Source data:
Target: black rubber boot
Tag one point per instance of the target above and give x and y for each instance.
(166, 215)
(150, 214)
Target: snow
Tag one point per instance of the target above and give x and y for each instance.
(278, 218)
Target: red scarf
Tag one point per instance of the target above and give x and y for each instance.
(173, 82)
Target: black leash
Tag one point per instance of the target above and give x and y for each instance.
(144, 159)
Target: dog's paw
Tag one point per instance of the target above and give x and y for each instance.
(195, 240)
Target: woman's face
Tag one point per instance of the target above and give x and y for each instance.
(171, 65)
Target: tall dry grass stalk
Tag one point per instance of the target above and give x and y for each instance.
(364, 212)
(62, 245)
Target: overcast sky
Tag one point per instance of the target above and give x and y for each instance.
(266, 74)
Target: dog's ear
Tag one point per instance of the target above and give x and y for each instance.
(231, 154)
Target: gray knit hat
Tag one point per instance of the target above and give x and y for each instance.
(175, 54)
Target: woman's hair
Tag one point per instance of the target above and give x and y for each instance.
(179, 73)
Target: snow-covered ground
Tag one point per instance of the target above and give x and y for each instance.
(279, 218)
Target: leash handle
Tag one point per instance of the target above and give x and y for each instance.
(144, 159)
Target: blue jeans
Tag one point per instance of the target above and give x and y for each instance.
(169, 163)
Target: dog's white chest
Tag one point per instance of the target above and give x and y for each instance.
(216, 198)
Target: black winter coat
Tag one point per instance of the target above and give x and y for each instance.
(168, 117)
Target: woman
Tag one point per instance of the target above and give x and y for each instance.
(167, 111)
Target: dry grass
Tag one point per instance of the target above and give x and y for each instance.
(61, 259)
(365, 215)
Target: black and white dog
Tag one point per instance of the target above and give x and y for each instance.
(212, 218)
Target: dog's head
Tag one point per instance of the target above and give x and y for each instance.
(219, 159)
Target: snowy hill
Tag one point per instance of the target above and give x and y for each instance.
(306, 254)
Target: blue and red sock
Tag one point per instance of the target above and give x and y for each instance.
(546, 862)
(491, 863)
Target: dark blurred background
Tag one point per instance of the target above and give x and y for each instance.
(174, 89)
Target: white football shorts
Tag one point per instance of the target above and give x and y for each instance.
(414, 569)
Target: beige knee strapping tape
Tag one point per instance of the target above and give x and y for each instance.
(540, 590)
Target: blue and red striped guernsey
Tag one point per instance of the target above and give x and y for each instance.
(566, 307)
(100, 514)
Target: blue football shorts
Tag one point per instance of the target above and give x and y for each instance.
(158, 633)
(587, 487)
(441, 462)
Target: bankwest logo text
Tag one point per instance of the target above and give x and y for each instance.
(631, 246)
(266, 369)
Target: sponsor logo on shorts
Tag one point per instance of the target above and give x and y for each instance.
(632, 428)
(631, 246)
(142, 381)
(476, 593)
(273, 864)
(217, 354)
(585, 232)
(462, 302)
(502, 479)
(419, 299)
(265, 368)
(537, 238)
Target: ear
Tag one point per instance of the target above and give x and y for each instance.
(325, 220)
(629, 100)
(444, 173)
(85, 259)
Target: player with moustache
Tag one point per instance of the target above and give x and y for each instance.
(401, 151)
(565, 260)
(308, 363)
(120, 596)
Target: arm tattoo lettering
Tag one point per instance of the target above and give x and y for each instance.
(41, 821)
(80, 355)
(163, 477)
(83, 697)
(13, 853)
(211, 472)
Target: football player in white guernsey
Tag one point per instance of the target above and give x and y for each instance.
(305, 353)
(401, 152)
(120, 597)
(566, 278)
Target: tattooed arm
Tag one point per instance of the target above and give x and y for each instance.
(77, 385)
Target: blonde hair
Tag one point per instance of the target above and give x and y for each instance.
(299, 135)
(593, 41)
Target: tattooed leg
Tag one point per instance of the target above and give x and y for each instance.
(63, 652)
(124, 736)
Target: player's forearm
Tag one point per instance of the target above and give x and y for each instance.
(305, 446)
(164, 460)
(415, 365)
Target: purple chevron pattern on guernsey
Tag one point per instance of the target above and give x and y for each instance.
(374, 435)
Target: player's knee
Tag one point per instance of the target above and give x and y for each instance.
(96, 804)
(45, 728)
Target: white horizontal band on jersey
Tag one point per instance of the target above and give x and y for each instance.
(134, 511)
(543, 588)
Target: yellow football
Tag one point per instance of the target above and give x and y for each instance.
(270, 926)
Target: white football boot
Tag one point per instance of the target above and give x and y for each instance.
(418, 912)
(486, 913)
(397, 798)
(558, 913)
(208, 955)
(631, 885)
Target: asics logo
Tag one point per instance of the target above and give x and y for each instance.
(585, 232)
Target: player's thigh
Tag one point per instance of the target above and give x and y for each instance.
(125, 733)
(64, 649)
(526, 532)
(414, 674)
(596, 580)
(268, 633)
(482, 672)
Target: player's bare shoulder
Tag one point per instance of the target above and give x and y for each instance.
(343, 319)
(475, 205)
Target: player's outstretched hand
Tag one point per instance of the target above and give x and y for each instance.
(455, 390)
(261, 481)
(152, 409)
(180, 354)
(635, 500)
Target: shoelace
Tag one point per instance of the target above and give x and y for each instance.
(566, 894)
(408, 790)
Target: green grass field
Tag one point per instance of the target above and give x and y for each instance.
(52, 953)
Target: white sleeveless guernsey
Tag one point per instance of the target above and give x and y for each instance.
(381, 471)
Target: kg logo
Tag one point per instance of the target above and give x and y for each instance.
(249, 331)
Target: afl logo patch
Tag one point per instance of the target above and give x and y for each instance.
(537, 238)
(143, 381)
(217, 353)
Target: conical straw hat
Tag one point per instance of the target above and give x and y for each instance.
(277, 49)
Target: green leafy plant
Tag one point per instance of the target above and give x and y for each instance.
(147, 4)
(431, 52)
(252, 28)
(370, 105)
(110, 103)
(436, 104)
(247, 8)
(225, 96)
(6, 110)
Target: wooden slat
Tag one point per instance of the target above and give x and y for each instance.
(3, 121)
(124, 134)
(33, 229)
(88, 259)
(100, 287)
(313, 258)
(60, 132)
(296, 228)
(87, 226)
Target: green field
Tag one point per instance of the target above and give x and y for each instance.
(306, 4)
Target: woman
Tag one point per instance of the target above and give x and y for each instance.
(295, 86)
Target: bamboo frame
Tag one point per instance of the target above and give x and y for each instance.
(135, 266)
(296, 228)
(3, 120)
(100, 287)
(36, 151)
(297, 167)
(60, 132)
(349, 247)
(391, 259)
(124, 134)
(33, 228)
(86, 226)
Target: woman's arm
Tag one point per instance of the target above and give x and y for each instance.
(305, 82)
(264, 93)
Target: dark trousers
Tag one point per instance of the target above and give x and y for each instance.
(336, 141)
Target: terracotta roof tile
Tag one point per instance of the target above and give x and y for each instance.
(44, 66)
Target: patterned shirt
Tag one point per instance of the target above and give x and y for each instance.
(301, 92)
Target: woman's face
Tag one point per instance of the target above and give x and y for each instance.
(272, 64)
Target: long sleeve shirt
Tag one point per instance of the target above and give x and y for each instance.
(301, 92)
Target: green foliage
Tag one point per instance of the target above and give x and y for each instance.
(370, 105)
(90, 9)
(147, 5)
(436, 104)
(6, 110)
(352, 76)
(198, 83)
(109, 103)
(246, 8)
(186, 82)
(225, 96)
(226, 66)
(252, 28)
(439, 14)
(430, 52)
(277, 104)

Required work: In the data above, find each line that uses the string "dark". Copy it.

Answer area:
Target: dark blurred background
Target: dark trousers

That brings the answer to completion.